* Quoted text *

0

I have a very large data file (my_file.dat) containing 31191984 rows of several variables. I would like to programmatically import this dataset into R in small parts e.g. data frames each of 1 million rows. At this link, it is suggested to use read.table() with nrows option. It works for the first round of 1 million rows using this command:

  my_data <- read.table("path_to_my_file.dat", nrows = 1e+06)

How do I automate this procedure for the next rounds of 1 million rows until all parts are imported as R data frames? I am aware that one of the options could be to storing the data into SQL database and let R talk to SQL. However, I am looking for R specific solution only.

* Given records *
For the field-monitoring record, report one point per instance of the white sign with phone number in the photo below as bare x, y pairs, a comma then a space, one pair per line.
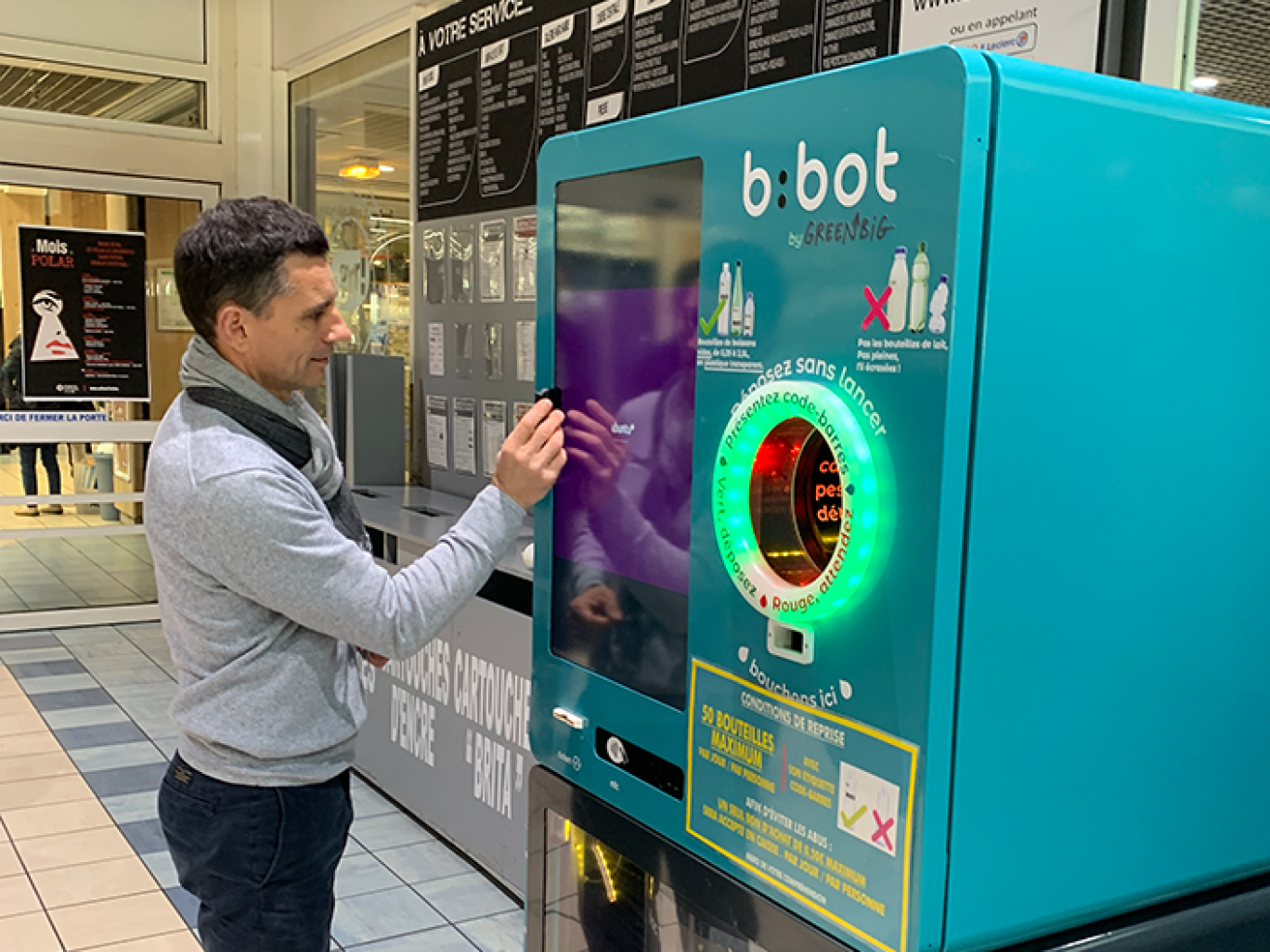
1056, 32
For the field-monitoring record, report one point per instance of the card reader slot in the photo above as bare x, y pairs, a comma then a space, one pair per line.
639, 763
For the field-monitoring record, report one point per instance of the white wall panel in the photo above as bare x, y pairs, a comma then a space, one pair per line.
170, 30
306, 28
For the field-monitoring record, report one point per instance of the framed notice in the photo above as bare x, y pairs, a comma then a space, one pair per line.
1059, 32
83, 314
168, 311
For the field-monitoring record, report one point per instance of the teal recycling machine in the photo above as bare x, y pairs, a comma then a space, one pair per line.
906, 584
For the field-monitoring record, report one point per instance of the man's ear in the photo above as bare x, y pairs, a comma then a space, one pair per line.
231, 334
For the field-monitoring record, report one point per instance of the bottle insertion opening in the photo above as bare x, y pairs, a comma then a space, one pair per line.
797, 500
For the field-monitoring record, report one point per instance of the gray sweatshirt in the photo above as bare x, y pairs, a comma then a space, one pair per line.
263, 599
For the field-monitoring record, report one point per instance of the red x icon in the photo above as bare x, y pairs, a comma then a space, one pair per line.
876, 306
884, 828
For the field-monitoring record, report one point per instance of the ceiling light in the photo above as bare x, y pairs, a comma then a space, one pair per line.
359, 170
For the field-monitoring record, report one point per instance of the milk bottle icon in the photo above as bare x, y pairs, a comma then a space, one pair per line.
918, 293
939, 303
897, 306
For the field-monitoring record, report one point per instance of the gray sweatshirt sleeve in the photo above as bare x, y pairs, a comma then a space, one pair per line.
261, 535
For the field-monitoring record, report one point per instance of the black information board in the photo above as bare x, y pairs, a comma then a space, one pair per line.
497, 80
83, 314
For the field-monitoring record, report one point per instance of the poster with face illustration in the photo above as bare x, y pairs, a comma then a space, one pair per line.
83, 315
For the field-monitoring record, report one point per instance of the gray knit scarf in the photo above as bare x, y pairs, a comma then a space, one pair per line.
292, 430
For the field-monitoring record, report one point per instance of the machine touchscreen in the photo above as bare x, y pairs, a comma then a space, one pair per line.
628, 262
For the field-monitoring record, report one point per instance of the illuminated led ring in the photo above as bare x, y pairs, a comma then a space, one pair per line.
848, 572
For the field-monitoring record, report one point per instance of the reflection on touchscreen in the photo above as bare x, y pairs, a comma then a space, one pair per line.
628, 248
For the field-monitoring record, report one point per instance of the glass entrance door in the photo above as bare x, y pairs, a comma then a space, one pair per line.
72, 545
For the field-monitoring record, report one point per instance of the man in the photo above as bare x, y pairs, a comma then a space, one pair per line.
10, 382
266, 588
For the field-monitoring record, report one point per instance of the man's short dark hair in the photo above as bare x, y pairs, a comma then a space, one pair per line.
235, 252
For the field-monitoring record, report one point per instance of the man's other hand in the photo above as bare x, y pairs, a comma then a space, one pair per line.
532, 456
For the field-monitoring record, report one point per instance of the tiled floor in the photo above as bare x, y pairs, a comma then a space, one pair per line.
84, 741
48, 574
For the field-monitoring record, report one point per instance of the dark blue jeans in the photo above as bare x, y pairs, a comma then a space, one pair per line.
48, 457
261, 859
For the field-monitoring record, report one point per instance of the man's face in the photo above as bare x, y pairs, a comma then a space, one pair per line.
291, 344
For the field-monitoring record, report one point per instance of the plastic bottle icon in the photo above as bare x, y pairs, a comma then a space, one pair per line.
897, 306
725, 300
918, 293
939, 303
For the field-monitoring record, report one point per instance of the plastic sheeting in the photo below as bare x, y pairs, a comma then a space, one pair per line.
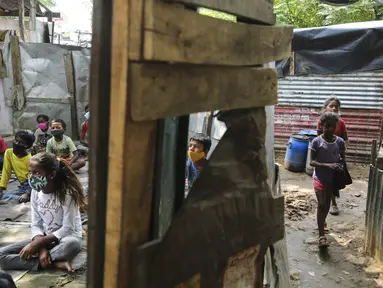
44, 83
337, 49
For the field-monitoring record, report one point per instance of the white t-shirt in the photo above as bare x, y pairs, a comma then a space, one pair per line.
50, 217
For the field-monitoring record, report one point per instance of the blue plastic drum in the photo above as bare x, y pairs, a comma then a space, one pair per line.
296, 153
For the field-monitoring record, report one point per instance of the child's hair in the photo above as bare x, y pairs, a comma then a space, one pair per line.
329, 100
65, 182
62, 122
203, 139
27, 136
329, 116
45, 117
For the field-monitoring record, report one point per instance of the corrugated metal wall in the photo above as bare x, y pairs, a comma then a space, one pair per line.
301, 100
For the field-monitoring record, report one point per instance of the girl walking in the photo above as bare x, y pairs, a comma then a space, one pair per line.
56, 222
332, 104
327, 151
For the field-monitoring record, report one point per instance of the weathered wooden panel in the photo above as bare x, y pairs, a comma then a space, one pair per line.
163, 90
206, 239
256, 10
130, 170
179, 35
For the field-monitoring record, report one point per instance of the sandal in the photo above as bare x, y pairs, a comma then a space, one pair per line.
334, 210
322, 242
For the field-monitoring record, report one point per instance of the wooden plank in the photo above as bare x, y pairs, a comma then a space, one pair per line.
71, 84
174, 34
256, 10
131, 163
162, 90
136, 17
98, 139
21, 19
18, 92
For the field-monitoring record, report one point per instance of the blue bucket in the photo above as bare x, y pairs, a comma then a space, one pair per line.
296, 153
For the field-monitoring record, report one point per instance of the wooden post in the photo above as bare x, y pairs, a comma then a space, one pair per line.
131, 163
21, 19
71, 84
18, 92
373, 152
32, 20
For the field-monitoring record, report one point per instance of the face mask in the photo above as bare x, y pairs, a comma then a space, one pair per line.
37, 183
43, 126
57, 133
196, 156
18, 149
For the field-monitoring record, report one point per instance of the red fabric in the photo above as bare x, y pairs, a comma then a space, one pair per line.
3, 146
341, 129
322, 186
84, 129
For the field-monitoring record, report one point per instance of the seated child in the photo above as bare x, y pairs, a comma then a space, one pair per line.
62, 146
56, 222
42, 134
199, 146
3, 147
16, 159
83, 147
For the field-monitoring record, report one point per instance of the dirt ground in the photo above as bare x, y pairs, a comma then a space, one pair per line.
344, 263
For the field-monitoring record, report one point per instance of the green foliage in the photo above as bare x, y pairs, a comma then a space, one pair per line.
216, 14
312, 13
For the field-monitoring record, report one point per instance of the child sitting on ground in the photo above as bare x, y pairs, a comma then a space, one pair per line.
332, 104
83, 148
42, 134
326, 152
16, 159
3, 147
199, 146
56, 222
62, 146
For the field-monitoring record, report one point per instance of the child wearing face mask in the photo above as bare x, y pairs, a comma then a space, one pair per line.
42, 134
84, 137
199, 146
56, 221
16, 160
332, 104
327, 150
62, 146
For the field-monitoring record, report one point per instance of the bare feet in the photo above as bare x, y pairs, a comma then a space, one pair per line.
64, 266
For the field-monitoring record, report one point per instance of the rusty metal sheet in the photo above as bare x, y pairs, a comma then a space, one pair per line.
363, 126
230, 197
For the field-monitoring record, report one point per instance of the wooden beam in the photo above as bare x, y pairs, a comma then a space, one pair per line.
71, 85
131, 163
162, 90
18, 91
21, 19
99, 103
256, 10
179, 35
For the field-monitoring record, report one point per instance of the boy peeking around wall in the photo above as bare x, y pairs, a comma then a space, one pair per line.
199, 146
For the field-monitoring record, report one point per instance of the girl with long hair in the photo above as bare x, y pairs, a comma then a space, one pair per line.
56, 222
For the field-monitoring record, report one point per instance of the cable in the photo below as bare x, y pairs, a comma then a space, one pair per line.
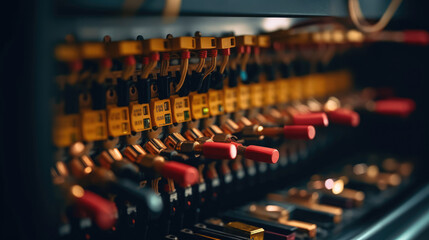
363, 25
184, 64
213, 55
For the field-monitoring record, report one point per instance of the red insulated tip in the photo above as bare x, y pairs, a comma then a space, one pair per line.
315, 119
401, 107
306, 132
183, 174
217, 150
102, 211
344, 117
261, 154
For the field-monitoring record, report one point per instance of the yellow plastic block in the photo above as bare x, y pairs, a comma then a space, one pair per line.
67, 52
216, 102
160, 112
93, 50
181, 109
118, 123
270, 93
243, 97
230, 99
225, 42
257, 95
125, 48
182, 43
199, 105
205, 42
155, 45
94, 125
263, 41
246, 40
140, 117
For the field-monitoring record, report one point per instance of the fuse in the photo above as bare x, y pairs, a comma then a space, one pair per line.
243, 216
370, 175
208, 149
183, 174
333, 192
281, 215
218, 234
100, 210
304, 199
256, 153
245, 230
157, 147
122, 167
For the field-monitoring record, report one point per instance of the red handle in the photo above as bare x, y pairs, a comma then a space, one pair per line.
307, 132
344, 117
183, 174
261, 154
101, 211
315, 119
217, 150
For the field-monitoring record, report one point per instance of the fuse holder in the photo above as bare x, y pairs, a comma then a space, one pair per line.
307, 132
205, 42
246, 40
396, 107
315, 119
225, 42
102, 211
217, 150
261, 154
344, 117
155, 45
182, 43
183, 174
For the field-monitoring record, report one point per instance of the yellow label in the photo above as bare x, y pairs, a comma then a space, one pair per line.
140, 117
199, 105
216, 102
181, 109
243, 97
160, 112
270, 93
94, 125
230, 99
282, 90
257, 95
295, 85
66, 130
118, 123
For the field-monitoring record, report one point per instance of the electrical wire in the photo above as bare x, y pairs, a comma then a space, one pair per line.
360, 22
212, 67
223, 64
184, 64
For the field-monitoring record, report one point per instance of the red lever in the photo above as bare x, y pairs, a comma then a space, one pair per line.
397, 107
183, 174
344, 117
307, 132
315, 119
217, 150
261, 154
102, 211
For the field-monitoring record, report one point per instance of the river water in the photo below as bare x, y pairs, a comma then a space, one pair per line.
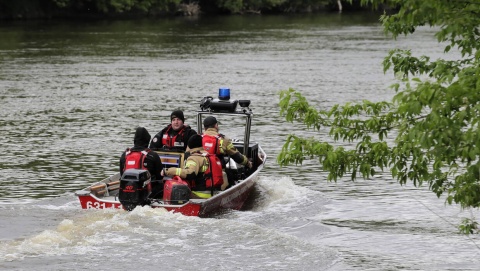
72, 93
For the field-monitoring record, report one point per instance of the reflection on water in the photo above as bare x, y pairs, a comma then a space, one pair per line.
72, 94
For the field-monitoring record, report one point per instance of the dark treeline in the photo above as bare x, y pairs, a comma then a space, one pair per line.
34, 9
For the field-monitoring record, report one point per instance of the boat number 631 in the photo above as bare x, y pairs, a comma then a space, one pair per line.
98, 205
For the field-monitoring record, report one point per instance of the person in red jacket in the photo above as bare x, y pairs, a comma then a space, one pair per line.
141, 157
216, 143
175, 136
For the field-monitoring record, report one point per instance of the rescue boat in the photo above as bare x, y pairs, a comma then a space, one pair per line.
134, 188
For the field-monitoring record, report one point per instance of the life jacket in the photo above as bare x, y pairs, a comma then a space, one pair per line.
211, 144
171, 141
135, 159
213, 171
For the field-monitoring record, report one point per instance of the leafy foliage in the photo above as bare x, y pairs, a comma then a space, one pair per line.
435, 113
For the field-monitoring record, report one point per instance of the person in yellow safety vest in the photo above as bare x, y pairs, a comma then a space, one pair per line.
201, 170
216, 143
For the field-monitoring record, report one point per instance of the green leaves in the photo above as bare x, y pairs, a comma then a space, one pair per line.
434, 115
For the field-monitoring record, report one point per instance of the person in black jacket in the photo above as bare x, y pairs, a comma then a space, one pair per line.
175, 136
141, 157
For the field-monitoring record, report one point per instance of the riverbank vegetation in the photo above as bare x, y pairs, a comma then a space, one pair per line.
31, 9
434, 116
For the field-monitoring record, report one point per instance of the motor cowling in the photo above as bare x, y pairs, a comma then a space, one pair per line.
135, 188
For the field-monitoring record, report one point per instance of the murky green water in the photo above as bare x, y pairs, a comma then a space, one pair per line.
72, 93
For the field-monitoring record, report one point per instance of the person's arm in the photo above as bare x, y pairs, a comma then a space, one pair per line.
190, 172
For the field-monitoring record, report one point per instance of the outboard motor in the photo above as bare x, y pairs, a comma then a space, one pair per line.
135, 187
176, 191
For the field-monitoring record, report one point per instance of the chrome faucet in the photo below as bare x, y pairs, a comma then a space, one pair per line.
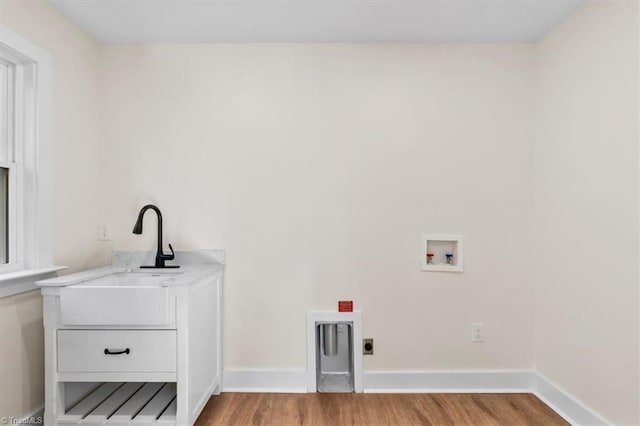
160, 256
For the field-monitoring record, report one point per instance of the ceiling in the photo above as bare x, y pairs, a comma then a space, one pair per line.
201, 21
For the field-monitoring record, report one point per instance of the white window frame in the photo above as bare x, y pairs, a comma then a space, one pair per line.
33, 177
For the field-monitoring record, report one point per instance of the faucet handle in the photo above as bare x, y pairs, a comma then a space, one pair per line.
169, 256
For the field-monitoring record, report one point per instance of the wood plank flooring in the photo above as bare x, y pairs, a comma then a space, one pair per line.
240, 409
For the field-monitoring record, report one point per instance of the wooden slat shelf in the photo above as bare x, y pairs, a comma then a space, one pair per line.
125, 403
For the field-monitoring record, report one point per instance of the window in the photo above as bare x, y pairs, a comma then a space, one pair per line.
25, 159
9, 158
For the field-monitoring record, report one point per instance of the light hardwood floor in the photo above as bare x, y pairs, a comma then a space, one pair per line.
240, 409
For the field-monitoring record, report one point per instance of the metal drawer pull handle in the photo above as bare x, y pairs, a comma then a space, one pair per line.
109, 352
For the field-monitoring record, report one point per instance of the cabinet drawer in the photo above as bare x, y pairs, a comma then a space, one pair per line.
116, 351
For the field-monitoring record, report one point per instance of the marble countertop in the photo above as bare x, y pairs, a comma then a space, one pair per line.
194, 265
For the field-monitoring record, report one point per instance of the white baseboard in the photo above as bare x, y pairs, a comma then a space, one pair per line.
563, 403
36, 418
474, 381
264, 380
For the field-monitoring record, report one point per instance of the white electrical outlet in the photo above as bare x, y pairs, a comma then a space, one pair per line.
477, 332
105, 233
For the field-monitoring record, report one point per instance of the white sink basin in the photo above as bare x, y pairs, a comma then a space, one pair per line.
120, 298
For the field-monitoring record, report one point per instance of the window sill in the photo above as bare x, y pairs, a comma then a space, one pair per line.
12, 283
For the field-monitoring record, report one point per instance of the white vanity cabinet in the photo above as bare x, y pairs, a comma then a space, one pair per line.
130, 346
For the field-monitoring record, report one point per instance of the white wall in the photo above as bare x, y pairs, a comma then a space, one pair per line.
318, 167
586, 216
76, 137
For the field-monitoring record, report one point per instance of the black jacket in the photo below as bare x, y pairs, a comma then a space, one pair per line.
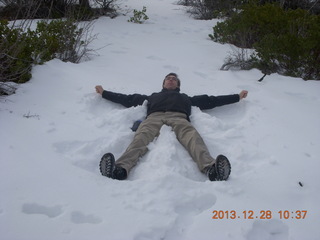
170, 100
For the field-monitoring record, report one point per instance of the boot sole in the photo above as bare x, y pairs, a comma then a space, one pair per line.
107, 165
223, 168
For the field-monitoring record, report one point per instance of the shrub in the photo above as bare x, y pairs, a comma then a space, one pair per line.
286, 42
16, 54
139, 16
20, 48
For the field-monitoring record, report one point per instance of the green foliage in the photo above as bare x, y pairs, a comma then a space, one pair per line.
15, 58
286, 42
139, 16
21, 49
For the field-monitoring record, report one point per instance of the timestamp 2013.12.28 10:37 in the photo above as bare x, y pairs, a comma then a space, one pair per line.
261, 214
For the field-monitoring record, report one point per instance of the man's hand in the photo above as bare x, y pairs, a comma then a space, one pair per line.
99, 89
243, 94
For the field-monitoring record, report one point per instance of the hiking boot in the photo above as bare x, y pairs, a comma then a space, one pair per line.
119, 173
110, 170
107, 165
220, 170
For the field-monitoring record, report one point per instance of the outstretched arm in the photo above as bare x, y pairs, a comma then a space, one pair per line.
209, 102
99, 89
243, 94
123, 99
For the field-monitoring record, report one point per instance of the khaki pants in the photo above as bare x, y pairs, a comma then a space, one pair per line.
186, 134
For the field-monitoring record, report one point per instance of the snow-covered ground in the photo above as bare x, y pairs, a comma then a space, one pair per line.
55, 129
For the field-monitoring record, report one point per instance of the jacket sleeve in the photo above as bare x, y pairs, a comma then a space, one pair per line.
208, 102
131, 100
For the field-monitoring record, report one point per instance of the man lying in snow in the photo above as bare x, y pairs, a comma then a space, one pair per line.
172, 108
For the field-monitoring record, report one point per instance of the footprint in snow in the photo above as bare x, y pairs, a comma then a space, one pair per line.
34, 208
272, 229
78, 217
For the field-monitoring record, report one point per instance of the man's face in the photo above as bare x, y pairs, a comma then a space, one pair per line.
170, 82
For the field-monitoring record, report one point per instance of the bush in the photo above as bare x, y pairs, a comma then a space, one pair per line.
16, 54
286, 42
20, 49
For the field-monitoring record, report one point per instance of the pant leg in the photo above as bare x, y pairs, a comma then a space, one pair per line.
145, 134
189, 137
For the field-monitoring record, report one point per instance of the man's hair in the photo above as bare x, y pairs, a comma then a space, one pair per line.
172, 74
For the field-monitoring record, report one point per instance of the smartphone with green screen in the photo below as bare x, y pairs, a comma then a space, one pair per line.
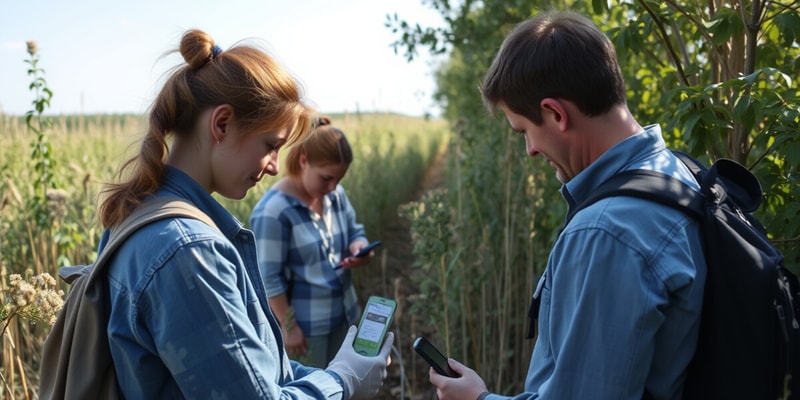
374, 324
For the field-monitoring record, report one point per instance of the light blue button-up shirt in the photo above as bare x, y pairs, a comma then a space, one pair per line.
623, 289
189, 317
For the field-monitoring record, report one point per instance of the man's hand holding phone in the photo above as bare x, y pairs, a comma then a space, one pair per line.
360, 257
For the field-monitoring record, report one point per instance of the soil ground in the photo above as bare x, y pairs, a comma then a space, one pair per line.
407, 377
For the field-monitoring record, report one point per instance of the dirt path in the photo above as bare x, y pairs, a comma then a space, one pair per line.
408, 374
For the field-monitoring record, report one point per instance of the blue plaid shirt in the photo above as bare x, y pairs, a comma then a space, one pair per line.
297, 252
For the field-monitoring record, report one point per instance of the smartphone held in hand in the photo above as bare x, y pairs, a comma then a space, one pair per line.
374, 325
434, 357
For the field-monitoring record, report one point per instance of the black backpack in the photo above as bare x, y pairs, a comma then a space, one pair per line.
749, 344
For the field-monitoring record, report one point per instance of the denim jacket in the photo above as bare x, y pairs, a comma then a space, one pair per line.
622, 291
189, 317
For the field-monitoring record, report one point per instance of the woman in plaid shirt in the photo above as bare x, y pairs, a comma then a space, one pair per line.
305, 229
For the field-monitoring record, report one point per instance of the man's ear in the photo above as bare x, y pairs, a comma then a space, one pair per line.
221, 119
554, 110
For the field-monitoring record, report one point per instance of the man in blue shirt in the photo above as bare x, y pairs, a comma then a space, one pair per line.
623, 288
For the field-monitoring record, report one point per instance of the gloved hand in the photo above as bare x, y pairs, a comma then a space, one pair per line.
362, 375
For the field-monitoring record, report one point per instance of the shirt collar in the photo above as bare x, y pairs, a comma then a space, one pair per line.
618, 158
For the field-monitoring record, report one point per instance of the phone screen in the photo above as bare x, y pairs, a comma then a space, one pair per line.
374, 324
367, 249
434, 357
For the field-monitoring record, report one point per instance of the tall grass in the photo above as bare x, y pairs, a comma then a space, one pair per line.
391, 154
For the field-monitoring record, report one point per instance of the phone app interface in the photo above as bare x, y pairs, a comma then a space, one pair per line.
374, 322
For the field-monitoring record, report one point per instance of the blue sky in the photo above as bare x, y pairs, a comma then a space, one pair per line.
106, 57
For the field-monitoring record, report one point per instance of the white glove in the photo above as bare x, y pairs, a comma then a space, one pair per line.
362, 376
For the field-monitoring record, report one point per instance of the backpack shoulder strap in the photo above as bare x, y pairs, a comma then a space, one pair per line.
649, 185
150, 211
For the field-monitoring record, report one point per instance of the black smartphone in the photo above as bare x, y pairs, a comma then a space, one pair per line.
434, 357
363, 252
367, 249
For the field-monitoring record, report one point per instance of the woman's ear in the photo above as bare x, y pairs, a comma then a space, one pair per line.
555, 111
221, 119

* Tasks to carry out *
1 > In the forum post about reading a large file into R, how many rows does the data file contain?
2 > From the forum post about reading a large file into R, list every file name, function name, argument name and variable name that appears.
3 > Write the next part of the forum post about reading a large file into R, picking up after its final sentence.

* Results for each task *
1 > 31191984 rows.

2 > my_file.dat, read.table(), nrows, my_data, path_to_my_file.dat

3 >
khajlk
  • 791
  • 1
  • 12
  • 32
  • 1
    You could use the `skip` parameter along with `nrows` – SmitM Oct 24 '18 at 18:27
  • 1
    See the answer I just gave [here](https://stackoverflow.com/a/52972430/2789863) for a very similar question. – tblznbits Oct 24 '18 at 18:31
  • What about `fread` from `data.table` also with `nrows`? Shouldn't that be faster than read.table? – SeGa Oct 24 '18 at 19:16
  • Possible duplicate of [Reading a CSV file, looping through the rows, using connections](https://stackoverflow.com/questions/52972229/reading-a-csv-file-looping-through-the-rows-using-connections) – user2554330 Oct 24 '18 at 20:15

1 Answers1

1

You can use skip:

for(i in 1:n){
read.table("file.txt",skip=i*1e+06 ,nrows=1e+06 )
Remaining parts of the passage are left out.